(Point-per-instance localization data)
::::::::::

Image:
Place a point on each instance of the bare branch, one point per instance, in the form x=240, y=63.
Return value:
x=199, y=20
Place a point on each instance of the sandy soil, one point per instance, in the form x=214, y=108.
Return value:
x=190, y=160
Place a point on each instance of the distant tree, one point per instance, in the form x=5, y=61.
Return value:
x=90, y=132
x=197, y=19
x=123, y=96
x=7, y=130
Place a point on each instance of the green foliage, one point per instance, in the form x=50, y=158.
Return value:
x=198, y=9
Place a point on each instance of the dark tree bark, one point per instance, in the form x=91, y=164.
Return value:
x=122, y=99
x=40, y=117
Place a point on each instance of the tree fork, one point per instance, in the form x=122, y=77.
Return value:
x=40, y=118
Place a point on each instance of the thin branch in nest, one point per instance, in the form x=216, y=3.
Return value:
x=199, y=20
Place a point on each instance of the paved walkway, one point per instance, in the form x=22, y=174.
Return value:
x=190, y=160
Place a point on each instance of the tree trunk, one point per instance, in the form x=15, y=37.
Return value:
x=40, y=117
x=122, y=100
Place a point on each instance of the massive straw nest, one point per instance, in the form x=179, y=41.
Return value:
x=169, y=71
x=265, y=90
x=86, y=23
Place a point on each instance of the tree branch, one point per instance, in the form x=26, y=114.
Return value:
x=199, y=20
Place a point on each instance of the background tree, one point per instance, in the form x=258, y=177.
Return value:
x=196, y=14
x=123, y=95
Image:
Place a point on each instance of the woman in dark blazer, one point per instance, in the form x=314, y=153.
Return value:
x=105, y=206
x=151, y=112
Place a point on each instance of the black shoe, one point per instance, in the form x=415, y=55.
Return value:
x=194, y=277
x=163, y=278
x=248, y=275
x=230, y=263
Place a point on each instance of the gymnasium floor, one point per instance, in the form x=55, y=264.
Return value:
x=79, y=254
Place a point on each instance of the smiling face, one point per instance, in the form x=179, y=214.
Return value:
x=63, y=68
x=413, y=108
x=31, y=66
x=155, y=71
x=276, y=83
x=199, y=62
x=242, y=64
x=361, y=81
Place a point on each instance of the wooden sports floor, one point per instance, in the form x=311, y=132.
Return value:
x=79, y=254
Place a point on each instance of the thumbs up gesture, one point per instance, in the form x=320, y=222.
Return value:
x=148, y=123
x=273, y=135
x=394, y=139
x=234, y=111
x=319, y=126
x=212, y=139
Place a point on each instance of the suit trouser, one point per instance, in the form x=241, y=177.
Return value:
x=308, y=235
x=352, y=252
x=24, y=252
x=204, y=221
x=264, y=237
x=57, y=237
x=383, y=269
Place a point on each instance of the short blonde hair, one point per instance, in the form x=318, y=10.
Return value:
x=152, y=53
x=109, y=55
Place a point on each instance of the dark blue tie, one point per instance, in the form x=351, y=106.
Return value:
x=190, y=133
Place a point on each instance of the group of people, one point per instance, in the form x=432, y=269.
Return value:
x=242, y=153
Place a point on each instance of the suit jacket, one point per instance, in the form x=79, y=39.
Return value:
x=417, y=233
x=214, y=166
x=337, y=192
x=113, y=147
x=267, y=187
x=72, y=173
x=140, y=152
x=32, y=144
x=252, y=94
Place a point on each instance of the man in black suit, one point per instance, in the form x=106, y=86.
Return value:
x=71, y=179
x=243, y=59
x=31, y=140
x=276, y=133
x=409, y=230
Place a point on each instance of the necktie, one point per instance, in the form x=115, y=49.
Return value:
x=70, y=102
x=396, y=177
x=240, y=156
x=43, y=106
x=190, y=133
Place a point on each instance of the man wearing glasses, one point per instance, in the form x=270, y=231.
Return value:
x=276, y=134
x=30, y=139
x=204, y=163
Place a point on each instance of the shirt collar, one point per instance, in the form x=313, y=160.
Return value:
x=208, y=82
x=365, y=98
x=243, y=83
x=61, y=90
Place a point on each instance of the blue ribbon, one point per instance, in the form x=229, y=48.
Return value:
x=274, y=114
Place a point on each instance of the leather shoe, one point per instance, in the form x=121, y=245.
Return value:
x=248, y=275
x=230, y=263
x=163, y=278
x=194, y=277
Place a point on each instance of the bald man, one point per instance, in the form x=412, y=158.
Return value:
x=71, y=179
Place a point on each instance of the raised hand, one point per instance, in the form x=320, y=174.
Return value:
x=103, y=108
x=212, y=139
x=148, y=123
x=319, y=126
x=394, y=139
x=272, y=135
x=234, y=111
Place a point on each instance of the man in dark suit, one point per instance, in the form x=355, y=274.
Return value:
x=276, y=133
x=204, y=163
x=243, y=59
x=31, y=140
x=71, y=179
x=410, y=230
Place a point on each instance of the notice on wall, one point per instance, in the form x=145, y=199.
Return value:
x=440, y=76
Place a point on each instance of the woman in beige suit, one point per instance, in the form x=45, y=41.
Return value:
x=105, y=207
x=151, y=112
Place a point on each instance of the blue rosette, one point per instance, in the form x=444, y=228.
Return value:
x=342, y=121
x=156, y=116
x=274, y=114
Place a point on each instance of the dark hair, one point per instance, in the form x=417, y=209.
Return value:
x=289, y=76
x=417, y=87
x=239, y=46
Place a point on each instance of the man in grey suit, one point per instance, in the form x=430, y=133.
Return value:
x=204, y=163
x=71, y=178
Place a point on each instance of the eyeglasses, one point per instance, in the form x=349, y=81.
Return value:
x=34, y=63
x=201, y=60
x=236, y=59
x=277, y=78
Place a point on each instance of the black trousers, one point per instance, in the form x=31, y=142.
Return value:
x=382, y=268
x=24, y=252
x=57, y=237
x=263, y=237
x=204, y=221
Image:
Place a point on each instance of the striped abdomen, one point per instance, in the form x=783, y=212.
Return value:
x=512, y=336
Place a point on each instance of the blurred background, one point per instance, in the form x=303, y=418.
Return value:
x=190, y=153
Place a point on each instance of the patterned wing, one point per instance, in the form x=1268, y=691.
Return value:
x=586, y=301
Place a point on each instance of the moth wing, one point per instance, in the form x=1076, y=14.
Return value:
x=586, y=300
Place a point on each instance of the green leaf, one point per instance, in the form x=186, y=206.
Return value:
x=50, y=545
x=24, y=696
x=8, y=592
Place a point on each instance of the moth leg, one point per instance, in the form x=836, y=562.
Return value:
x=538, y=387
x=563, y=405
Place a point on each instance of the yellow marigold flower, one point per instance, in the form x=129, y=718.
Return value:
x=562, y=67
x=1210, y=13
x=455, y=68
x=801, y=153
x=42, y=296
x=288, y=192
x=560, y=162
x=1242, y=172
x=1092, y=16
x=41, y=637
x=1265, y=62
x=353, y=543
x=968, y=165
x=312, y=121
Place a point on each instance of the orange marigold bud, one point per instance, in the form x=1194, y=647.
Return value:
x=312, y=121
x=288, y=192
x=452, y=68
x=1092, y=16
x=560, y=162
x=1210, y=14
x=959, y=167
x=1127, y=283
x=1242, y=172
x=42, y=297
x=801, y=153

::::::::::

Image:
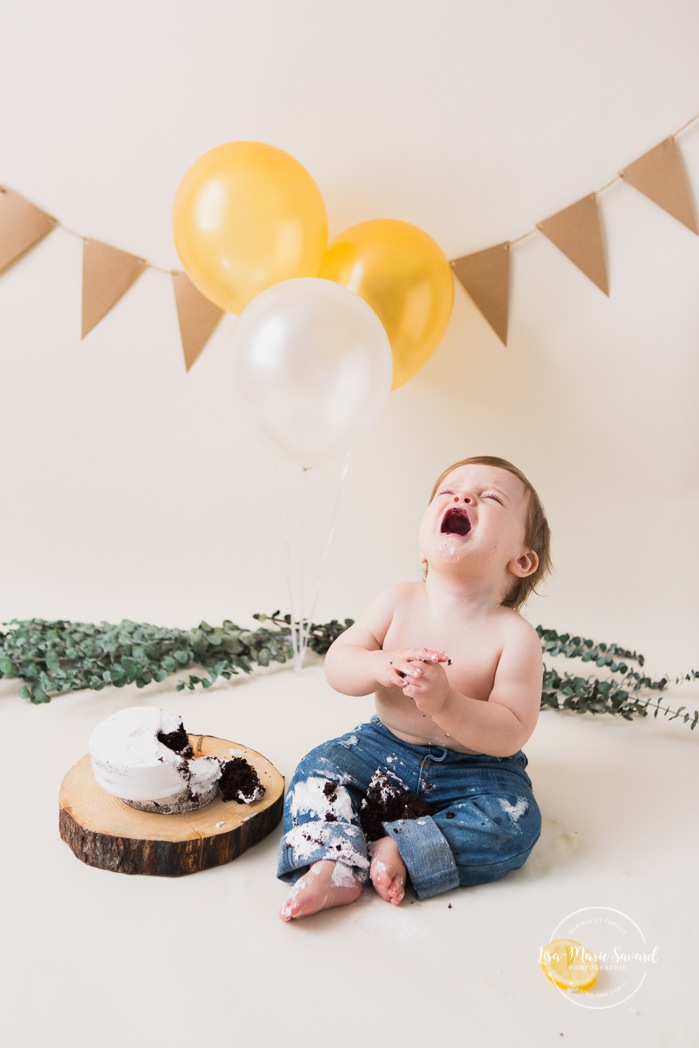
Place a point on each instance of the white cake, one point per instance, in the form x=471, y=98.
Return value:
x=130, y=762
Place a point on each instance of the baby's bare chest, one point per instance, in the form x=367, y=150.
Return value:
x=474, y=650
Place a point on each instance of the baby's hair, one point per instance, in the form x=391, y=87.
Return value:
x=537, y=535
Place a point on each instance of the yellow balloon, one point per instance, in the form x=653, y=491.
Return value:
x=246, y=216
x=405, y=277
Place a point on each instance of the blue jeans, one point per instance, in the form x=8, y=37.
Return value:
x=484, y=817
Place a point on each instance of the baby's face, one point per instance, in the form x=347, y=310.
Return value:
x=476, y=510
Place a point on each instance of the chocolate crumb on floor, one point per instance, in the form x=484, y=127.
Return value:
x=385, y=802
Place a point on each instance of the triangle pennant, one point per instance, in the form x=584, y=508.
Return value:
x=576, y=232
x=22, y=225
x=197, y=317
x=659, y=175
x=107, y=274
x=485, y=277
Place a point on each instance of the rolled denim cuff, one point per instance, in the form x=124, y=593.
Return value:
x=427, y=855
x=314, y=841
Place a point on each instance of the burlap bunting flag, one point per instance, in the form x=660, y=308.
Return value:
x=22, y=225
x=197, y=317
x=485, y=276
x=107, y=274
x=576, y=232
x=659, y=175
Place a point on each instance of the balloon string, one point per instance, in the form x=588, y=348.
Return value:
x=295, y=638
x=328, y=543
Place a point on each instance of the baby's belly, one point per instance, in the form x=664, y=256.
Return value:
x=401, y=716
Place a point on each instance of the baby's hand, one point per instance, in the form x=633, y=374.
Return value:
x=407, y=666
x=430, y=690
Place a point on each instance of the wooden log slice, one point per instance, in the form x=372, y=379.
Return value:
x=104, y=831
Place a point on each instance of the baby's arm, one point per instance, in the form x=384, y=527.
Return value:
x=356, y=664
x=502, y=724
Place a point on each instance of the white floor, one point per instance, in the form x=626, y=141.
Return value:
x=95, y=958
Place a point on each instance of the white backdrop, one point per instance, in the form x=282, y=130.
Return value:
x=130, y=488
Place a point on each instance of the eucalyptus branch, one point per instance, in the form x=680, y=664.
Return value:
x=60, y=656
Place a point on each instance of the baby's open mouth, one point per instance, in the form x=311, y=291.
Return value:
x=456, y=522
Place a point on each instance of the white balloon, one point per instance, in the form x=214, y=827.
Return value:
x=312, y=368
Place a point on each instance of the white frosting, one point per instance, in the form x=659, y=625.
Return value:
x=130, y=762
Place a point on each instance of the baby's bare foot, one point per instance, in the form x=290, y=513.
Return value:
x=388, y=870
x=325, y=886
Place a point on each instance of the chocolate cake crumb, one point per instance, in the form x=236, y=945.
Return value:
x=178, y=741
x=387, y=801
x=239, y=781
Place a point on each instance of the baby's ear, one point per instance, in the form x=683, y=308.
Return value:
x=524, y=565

::::::::::

EXERCISE DESCRIPTION:
When a line in the records above contains the word "chocolate", copy it.

RESULT OF THE TASK:
Place a point on each instance of the chocolate crumb on floor, one point per instance, in the form x=484, y=127.
Place a point on each instance of the chocolate cake crumb, one point per instance, in the form x=236, y=945.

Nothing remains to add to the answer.